▶ OBJECTIVE
Send back all the data below, exactly as given.

(Named-object pointing records)
· · ·

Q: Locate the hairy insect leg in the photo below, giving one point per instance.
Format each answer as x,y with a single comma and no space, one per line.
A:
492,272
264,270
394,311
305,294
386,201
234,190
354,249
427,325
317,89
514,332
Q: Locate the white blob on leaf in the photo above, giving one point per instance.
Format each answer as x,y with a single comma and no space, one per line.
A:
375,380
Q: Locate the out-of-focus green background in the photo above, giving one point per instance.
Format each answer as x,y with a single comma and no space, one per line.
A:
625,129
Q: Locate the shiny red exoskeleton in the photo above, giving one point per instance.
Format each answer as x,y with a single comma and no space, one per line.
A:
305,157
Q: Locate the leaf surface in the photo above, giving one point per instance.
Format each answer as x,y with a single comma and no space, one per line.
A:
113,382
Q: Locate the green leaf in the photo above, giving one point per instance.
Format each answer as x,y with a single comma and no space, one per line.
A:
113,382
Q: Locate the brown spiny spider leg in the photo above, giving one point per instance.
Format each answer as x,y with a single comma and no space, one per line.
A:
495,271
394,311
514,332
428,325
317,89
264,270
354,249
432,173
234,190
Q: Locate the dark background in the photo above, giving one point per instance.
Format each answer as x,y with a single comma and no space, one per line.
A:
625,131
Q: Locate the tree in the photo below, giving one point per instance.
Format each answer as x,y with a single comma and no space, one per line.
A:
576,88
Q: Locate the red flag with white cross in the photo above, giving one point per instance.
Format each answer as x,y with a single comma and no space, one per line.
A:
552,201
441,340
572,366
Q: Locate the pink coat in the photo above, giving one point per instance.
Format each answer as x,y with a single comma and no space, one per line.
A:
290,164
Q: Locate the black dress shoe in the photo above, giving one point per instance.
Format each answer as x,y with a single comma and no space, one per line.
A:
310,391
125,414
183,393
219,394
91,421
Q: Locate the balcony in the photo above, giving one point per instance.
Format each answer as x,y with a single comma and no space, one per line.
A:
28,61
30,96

· · ·

▶ RESPONSE TO THIS EXERCISE
Q: Locate the hairy insect leg in the photo below, giving one point per instance.
Format each answer as x,y with a single comma and no space, one per line.
A:
492,272
264,270
394,311
305,294
386,201
234,190
354,249
427,325
317,89
514,332
Q: Locate the white blob on leaf in the photo above, giving one point per instance.
Format each answer as x,y with a single comma and no space, one per line.
A:
375,380
Q: Locate the out-of-focus green background in the photo above, giving one point per instance.
Format each answer as x,y with a single comma and no space, one per line.
A:
625,129
Q: Locate the shiny red exoskeleton in the photo above, giving one point per instance.
Format each answer as x,y with a single comma and no space, one per line.
A:
305,157
Q: Locate the leaf surface in the photo above, giving one point per instance.
Format each answer as x,y with a single comma and no space, one per line.
A:
113,382
Q: Locate the green leaf in the photo above, giving one point per instance.
Format each answer as x,y with a single comma and no space, one per line.
A:
113,382
Q: Locate the brown spiny spider leg in the photo above, giving one point per instance.
Format each answer as x,y with a single comma and no space, one per line.
A:
495,271
394,311
514,332
428,325
317,89
264,270
354,249
432,173
234,190
Q: Locate the dark background in the photo above, giving one point per instance.
Format each answer as x,y with a single comma and no space, one per line.
A:
625,131
Q: Locate the tree in the photo below, giving one point per instance.
Format each answer as x,y with a single comma and no space, one per line.
A:
576,88
Q: Locate the red flag with white cross in the photo above, giving one point per instance.
Format each answer as x,y with a single comma and no space, one per line.
A:
552,201
441,340
572,366
Q: Locate the pink coat in the photo above, giving one point per instance.
Format each answer as x,y with a single comma and no space, one per line.
A:
290,164
Q: Locate the black dress shoe in the photo above, giving one point per instance.
Format each answer as x,y with a single comma and no space, one per line.
A:
310,391
125,414
183,393
219,394
91,421
Q: Locate the balcony in the photo above, giving one point per instance.
Format each answer as x,y with a single comma and no space, one per line.
A:
28,61
30,96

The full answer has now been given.